--- Instructions for the task ---
Return all the lines below exactly as written. Drop every picture.

--- Study material ---
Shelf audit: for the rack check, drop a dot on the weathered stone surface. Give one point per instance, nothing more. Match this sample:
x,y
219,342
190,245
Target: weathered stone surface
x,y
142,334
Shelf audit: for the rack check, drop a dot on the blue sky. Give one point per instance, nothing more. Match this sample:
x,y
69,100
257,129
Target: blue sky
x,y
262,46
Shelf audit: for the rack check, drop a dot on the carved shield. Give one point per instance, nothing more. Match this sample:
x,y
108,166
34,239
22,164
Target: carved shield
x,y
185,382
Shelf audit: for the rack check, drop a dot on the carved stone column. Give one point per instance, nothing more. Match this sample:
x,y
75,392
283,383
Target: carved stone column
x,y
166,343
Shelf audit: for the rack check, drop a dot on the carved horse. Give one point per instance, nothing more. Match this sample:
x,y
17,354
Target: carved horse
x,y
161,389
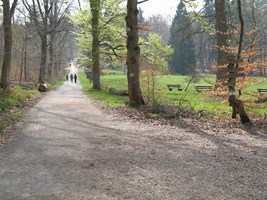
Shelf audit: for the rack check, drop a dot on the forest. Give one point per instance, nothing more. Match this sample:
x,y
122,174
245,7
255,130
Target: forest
x,y
222,39
98,100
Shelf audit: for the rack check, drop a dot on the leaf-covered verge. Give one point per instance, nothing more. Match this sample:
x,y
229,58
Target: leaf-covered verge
x,y
14,102
191,121
182,116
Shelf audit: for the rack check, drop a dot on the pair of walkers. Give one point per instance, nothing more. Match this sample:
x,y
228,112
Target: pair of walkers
x,y
72,77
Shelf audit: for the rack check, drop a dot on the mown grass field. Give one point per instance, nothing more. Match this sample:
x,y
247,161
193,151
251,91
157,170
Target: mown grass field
x,y
14,96
191,98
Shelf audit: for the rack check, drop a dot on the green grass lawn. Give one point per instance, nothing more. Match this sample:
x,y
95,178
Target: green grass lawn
x,y
190,98
14,96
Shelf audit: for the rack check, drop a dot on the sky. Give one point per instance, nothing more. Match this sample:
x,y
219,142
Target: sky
x,y
166,8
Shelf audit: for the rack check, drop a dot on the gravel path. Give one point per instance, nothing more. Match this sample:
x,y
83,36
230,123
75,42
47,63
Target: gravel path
x,y
66,148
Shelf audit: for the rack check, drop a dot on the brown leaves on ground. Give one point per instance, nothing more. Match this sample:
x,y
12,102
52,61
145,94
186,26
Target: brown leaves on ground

--- Answer for this exercise ---
Shelf audit: for the rack check, drop a dot on the weathered stone surface. Give one point per instance, nothing more. Match this sample:
x,y
219,342
190,245
Target: weathered stone surface
x,y
142,334
Shelf audit: for the rack check, drop a dot on the blue sky. Give one point per instance, nothing more. Match this sample:
x,y
69,100
257,129
Target: blue sky
x,y
262,46
Shelf audit: for the rack check, drop a dot on the carved shield. Give one point per instance, nothing more. Match this sample:
x,y
108,166
34,239
22,164
Target: carved shield
x,y
185,382
Shelf audit: for the rack check, drop a dot on the carved stone column. Give one point per instance, nothing more. Match this sample:
x,y
75,392
283,383
Target: carved stone column
x,y
166,343
Shelf audit: for the rack check, drop a dot on the carved horse. Give one point per instance, nothing more. Match this sample:
x,y
17,354
Target: carved horse
x,y
161,389
Shelf audit: for the rack check, drop a dot on the forest. Give one point per instance, nothing more. Match this sample:
x,y
122,174
245,7
255,130
Target: forest
x,y
222,39
98,100
Shelf audit: for the rack check, drop a dot on the leaf-covered verge. Give one point per instance, nothing more. Match this sample:
x,y
229,58
Target: leaf-covered verge
x,y
14,102
191,121
182,116
Shelf audit: for the rack check, drop a dot on the pair of walkers. Give one point per instance, nothing more. Match this sample:
x,y
228,112
Target: pair of walkers
x,y
72,77
Shelf audit: for the rack check, drop a dot on the mown grass field. Give one point per instance, nothing more. Match this sample:
x,y
247,161
193,151
251,91
157,170
Target: mown grass field
x,y
14,96
191,98
Shelf audit: for the rack check, drop a dot on the green grass lawn. Give one point per instance, nothing more. Match this sample:
x,y
95,178
Target: green grass lawn
x,y
190,98
14,96
Shelf audit: for the rack check, drop a dot on the sky. Give one point per instance, nothing more. Match this sample:
x,y
219,142
Target: sky
x,y
166,8
Shelf audit: for the rack check, drop a dot on the gravel path. Give one point per instance, nothing more. Match this sample:
x,y
83,36
230,123
75,42
47,63
Target: gravel path
x,y
66,148
Shelf audit: for the rack check, drop a dot on the brown leaves on ground. Give one point per instance, nothing more. Match this sample:
x,y
12,102
52,61
145,94
186,26
Target: brown leaves on ground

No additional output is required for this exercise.